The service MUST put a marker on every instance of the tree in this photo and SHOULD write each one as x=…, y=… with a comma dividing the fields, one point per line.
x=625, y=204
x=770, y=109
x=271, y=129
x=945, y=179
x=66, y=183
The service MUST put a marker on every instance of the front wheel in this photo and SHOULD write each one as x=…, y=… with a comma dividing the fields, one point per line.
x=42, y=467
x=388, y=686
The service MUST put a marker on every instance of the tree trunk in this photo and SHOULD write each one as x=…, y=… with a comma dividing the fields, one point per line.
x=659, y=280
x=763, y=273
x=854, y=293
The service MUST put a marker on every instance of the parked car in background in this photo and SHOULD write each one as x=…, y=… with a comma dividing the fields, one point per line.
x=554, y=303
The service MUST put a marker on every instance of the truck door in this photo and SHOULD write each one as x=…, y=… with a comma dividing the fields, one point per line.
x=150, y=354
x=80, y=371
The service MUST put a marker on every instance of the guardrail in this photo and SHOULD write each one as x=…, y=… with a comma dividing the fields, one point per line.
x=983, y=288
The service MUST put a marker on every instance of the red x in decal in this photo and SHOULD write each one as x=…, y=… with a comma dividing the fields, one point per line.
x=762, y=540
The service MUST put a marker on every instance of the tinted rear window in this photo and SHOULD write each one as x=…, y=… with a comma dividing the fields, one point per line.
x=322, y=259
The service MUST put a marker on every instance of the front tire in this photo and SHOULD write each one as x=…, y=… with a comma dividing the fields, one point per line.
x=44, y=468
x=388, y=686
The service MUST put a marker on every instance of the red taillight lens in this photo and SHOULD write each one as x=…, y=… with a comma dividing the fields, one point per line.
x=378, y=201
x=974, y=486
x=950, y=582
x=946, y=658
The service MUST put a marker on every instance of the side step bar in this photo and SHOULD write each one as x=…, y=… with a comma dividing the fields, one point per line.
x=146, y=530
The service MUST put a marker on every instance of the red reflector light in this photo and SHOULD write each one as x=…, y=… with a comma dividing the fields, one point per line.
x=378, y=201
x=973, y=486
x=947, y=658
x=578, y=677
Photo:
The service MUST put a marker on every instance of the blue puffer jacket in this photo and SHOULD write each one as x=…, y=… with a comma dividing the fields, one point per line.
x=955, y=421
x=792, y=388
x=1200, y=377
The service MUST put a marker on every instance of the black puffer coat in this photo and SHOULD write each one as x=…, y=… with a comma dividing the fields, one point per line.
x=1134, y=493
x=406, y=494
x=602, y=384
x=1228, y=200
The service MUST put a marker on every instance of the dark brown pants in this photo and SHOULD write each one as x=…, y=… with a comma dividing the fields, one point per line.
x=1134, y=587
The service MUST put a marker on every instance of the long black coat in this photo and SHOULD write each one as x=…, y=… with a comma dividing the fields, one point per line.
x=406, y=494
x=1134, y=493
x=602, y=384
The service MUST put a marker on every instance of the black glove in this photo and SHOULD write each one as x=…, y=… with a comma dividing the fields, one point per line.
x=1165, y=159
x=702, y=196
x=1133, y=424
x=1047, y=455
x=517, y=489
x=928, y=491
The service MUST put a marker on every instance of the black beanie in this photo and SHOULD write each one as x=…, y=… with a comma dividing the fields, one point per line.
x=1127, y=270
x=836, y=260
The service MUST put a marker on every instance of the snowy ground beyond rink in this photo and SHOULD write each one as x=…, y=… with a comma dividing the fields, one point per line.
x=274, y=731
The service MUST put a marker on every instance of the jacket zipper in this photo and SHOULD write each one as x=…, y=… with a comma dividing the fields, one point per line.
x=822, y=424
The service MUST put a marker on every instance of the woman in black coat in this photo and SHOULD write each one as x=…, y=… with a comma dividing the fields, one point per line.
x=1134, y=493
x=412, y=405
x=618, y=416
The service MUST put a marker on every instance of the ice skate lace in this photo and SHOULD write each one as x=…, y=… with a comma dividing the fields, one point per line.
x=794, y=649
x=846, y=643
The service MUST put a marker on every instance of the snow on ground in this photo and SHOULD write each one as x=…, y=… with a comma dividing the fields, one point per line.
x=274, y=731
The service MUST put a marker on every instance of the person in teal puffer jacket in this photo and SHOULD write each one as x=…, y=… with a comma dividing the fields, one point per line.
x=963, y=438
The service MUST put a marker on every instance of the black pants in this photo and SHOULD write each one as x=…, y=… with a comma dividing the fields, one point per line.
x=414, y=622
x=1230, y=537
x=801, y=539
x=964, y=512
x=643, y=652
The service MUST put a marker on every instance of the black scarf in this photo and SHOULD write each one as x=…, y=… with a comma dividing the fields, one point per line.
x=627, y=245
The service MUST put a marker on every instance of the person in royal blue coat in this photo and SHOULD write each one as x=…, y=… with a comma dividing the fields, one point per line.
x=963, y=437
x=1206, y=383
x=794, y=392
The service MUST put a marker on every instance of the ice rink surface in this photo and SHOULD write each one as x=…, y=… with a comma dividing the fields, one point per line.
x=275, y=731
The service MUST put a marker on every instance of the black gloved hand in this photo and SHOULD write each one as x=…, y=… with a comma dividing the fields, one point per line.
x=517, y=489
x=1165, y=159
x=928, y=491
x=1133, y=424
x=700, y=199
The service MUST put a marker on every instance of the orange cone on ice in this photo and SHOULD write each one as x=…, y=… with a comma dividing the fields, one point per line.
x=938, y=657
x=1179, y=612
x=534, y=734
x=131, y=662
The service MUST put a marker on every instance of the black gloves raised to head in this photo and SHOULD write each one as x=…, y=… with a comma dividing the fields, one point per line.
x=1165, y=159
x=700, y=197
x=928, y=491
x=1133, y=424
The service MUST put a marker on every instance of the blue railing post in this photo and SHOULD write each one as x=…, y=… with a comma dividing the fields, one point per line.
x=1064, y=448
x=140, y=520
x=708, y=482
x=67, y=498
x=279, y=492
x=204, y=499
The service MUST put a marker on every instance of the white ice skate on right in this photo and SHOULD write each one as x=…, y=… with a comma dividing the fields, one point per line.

════════

Work order - Repeat exactly the lines from the one containing "the black scarf" to the end of the records.

Answer section -
The service MUST put a marker on every instance of the black scarf in this photo and SHOULD write each one as x=…, y=… with a comma dividing the fields, one point per line.
x=627, y=245
The service MUST put a marker on every instance of the person in royal blue coat in this photo and SHOULD write each one as x=…, y=… with a comma dividing the fields, one point per line.
x=963, y=437
x=1206, y=383
x=794, y=392
The service MUST put a marker on every instance of the ice rink surface in this photo and SHOULD write each one as x=…, y=… with a comma dividing the fields, one point per line.
x=275, y=731
The service MUST put a marker on every instance of the black gloved hand in this photo and SHOULD write each one as x=…, y=… with a comma dividing the fields, one point per line.
x=517, y=489
x=1165, y=159
x=928, y=491
x=1133, y=424
x=700, y=199
The service MUST put a marker on every instance of the orange cone on ice in this photo and SHOULD write each one as x=…, y=… with a comma dividing the fields, one point per line.
x=938, y=657
x=1179, y=612
x=534, y=734
x=131, y=662
The service MUST put a marker on every instance of the black gloves raised to head in this photo and SHOULD write each one as x=…, y=… with a comma dividing the fields, one point per line.
x=1165, y=159
x=700, y=197
x=928, y=491
x=1133, y=424
The service MUST put a marker on every instance of the blue railing post in this photo and SHOULD write each one as x=…, y=… with a comma dividing the fields, one point per line.
x=1064, y=448
x=140, y=520
x=708, y=482
x=67, y=498
x=279, y=492
x=204, y=499
The service MUST put a marker on every instance of the white ice skate on right in this photo and SHOULD write each one as x=…, y=… with a comma dividing the fields, one point per line.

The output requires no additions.